_Directions_: Continue the post on the two interwoven flood stories in Genesis from the point where it stops.

_Selected extract_:
The biblical flood narrative is basically two interwoven stories, which explains a fair bit about why it's difficult to read it as chronology and why there's so much repetition.
Quick example:
Gen 6:19 You are to bring into the ark
two of all living creatures, male and female, to keep them alive with you. 20
Two of every kind of bird, of every kind of animal and of every kind of creature that moves along the ground will come to you to be kept alive.
Gen 7:2 Take with you
seven pairs of every kind of clean animal, a male and its mate, and one pair of every kind of unclean animal, a male and its mate, 3 and also seven pairs of every kind of bird, male and female, to keep their various kinds alive throughout the earth.
So either these are two different narratives placed next to each other, or the guy writing genesis literally forgot how many pairs Noah was supposed to bring on the ark despite the verses being almost right on top of each other.
Later on, you get this bit.
Gen 8:3.... At the end of the hundred and fifty days the water had gone down, 4 and on the
seventeenth day of the seventh month the ark came to rest on the mountains of Ararat. 5 The waters continued to recede until the tenth month, and
on the first day of the tenth month the tops of the mountains became visible.
Clearly two different timelines in play here, or somehow the ark came to rest on the mountain 3 months prior to the mountain actually becoming uncovered by the receding water that's going....somewhere never addressed in the story.

_Entries provided_:
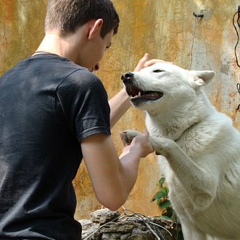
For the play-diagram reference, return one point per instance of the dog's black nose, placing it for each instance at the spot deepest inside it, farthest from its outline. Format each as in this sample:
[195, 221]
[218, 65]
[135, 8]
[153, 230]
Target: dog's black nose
[127, 77]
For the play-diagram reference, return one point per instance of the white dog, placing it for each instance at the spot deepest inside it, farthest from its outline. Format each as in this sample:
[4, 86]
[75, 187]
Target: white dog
[199, 148]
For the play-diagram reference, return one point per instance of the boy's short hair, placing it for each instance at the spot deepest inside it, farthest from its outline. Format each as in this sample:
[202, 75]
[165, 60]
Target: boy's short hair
[68, 15]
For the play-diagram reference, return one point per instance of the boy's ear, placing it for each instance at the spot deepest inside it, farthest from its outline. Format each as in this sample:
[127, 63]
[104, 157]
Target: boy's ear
[95, 28]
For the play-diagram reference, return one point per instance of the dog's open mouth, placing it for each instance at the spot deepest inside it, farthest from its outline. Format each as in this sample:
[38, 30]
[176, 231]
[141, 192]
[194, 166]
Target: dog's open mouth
[137, 94]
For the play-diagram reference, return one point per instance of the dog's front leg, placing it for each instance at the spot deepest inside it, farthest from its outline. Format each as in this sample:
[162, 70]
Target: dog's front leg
[198, 182]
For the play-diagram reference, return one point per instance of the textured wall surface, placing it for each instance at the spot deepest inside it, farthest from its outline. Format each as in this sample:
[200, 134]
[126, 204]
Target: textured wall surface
[165, 29]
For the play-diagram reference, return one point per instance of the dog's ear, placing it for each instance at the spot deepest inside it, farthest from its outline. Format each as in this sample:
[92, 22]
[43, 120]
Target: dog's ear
[202, 77]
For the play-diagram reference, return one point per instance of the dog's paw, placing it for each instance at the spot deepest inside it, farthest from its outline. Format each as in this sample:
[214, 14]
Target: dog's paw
[128, 135]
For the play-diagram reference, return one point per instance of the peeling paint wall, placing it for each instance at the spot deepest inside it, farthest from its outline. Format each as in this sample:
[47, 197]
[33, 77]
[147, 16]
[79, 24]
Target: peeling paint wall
[165, 29]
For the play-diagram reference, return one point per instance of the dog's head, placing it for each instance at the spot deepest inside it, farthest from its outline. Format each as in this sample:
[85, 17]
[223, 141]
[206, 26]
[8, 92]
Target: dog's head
[163, 83]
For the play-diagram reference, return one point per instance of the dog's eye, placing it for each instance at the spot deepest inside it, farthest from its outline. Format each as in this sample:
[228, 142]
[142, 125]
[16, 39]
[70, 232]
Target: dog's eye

_Exercise result_:
Finally
Gen 8:6 After forty days Noah opened a window he had made in the ark 7 and sent out a raven, and it kept flying back and forth until the water had dried up from the earth. 8 Then he sent out a dove to see if the water had receded from the surface of the ground. 9
But the dove could find nowhere to perch because there was water over all the surface of the earth;
Again, this is just after the last verse about the ark resting on the mountain and the tops of the mountains now being visible. So either Noah is fucking blind(or drunk), there's a different narrative in play here, or the author just forgot that the earth is already visible in some way. The 2nd narrative makes the most sense unless you want to go with the "Noah is drunk on wood alcohol" theory if you try to read it literally and infer he's a
boozer from later on.
Thank you for attending my TED talk on ancient narrative structure.